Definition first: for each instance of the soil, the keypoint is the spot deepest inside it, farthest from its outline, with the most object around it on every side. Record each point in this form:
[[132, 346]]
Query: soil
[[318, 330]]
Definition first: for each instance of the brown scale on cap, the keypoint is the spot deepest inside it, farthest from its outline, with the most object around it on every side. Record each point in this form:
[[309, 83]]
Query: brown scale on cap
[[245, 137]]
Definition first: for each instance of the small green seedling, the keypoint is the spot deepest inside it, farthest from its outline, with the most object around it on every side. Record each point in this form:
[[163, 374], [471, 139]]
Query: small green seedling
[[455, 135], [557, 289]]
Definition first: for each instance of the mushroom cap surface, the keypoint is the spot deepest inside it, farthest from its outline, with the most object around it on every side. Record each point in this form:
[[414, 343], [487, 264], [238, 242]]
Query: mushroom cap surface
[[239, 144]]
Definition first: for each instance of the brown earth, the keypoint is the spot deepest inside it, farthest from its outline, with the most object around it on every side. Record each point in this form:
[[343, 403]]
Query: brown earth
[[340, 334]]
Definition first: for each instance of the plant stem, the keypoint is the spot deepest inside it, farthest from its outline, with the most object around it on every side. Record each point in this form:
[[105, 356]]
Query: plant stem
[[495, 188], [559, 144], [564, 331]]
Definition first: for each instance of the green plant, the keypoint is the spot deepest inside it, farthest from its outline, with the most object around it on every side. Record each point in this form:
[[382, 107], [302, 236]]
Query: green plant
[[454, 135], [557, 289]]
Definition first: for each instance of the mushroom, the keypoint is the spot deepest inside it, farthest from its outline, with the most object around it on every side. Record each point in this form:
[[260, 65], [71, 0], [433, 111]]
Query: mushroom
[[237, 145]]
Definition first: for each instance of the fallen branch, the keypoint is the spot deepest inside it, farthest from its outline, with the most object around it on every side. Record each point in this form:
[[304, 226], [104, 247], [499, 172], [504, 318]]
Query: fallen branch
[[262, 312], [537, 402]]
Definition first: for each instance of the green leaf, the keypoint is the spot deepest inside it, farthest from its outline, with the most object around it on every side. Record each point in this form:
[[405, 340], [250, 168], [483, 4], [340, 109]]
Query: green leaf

## [EXERCISE REQUIREMENTS]
Send back, unchanged, every line of the records from the one with "Definition first: for each instance of the fallen" through the last.

## [RESULT]
Definition first: for each instance of the fallen branch, the keypoint is the spot deepest inside it, farthest from its outline, with the most object around it on every side. Record each point in this form:
[[304, 226], [104, 247], [499, 172], [504, 318]]
Query: fallen branch
[[262, 312], [537, 402]]
Definition first: for each instance of the green leaf, the keypoint is the spot deepest inside it, farthest from its outline, with the most object around it on every side. Record each point in this form:
[[405, 340], [250, 168], [483, 4], [340, 109]]
Query: green leaf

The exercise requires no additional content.